** Task brief **
Please lay out the rows below as a numbered list, skipping any blank lines and leaving the pictures out.

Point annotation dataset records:

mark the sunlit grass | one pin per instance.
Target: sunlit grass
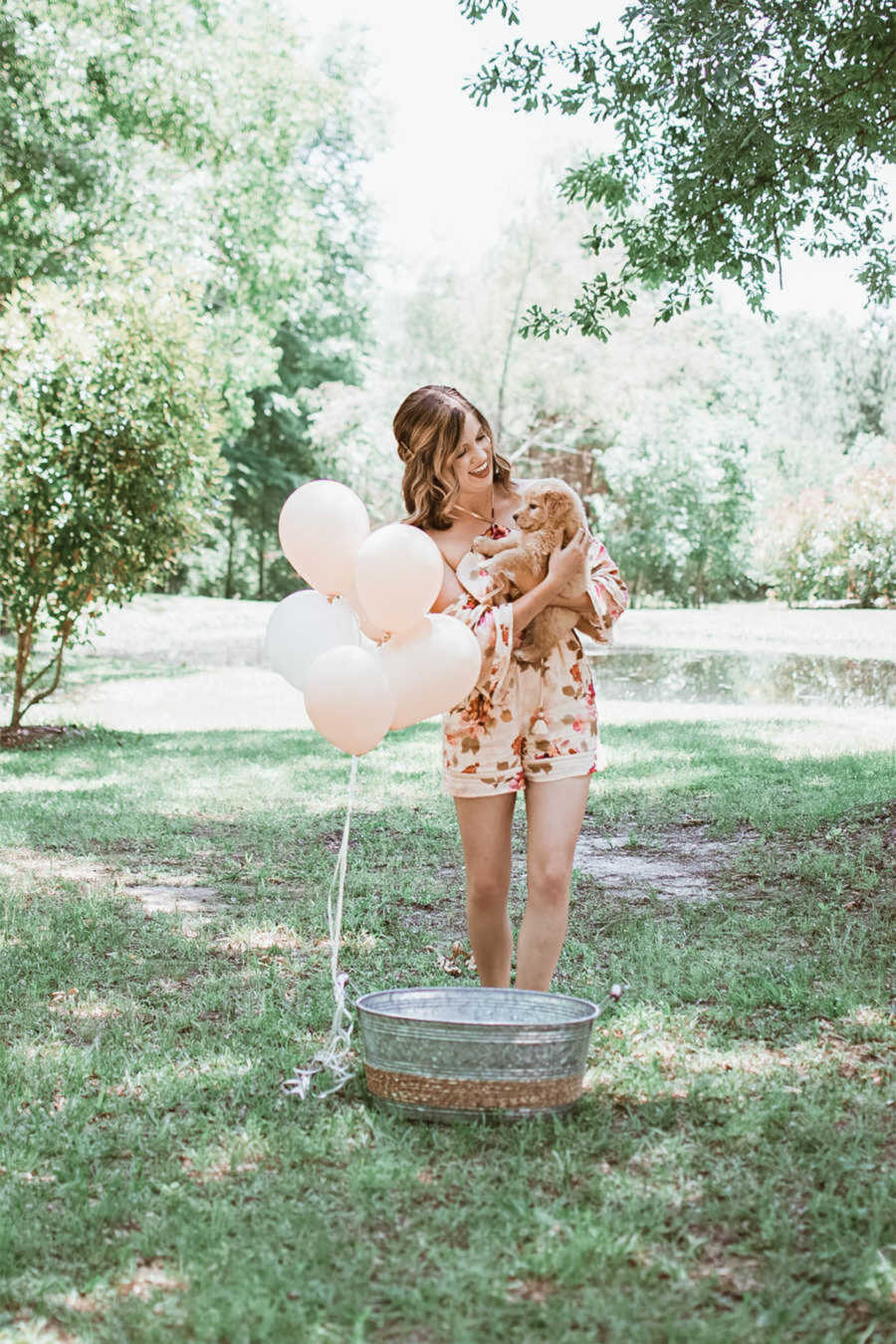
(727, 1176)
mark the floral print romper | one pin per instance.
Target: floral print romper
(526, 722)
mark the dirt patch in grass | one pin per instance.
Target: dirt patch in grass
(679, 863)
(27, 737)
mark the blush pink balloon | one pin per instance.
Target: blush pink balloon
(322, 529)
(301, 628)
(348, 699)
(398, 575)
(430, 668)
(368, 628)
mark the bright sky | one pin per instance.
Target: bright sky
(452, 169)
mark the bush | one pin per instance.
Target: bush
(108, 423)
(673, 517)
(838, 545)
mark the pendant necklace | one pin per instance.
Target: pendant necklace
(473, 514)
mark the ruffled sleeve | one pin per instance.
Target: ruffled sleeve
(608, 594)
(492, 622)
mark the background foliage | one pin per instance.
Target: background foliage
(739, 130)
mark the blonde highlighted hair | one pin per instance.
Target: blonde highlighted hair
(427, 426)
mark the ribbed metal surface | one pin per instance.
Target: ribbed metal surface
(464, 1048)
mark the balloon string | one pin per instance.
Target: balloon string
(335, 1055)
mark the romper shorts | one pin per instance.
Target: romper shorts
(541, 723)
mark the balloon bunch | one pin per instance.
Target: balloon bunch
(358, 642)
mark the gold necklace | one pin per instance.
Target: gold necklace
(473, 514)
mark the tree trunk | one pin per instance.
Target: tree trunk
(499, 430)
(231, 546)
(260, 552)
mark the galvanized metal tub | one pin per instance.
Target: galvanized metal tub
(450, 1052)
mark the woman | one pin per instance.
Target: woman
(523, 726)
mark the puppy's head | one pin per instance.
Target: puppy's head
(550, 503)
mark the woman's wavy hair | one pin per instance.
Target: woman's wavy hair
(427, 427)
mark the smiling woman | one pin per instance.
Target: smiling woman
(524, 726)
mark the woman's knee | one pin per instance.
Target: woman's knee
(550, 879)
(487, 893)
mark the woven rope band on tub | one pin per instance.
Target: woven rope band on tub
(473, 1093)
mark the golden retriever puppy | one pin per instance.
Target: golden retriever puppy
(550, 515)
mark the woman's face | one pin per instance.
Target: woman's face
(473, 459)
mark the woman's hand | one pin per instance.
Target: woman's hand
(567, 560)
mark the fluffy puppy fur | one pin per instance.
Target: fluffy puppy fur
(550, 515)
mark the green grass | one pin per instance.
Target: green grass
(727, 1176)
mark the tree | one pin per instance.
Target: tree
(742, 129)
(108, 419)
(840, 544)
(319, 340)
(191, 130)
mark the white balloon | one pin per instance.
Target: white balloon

** Reply to the exercise **
1. mark the sunlit grass | one pin per instance.
2. Target: sunlit grass
3. (727, 1176)
4. mark the floral print romper | one pin per instance.
5. Target: floral print romper
6. (526, 722)
7. mark the dirt patch in grass | one pin per instance.
8. Target: dirt patch in grass
9. (679, 863)
10. (27, 737)
11. mark the blush pink balloon | one pin per instance.
12. Target: blush pink balloon
13. (322, 529)
14. (301, 628)
15. (348, 699)
16. (398, 575)
17. (430, 668)
18. (368, 628)
19. mark the bright sky | one pin per instance.
20. Target: bright sky
21. (452, 169)
22. mark the bush | one pin per instance.
23. Target: bush
24. (108, 423)
25. (673, 517)
26. (838, 545)
27. mark the pendant necklace | one pin per instance.
28. Target: pendant necklace
29. (473, 514)
30. mark the ruffled sleeve | one pin per instance.
31. Target: ruffled sleeve
32. (608, 594)
33. (492, 622)
34. mark the background foliage | one pin per instance.
35. Target: background foliage
36. (739, 130)
37. mark the blonde highlighted hair | one pin per instance.
38. Target: blonde highlighted hair
39. (427, 426)
40. mark the ribbed metal surface | one pin per instance.
41. Target: ribbed metal surface
42. (464, 1048)
43. mark the balloon string | one pin per instance.
44. Target: balloon string
45. (335, 1055)
46. mark the romper shorts | one pin per instance.
47. Target: romper shorts
48. (541, 723)
49. mark the balloon bunch | one pin per instance.
50. Target: balloon bunch
51. (358, 642)
52. mark the gold necklace | one pin per instance.
53. Target: gold necklace
54. (473, 514)
55. mark the tree trunk | one pin per instance.
56. Target: tree trunk
57. (499, 430)
58. (231, 546)
59. (260, 552)
60. mark the galvanized metal tub | one pin per instance.
61. Target: galvanized metal tub
62. (450, 1052)
63. mark the woman | one pin per instance.
64. Target: woman
65. (523, 726)
66. mark the puppy's head | one pin per instance.
67. Target: puppy's head
68. (550, 503)
69. mark the woman's wavy hair | one pin per instance.
70. Target: woman's wavy hair
71. (427, 427)
72. mark the smiling woman | one pin per instance.
73. Target: smiling woman
74. (524, 726)
75. mark the woman's knee | one pin per instance.
76. Target: woman's knee
77. (550, 879)
78. (487, 893)
79. mark the woven rope band on tub | one pin per instance.
80. Target: woven rope band on tub
81. (473, 1093)
82. mark the golden retriever puppy | one pin per instance.
83. Target: golden retriever puppy
84. (550, 515)
85. mark the woman's face | one pin per instance.
86. Target: woman's face
87. (473, 459)
88. mark the woman's hand | one pin per instance.
89. Target: woman's hand
90. (567, 560)
91. mark the fluffy puppy fur | one pin per instance.
92. Target: fluffy puppy fur
93. (550, 515)
94. mark the green grass | one pin per instance.
95. Target: green grass
96. (727, 1176)
97. mark the tree | one pin per instance.
98. Target: tree
99. (742, 129)
100. (108, 419)
101. (840, 544)
102. (319, 340)
103. (191, 130)
104. mark the white balloon | one pin per instance.
105. Target: white balloon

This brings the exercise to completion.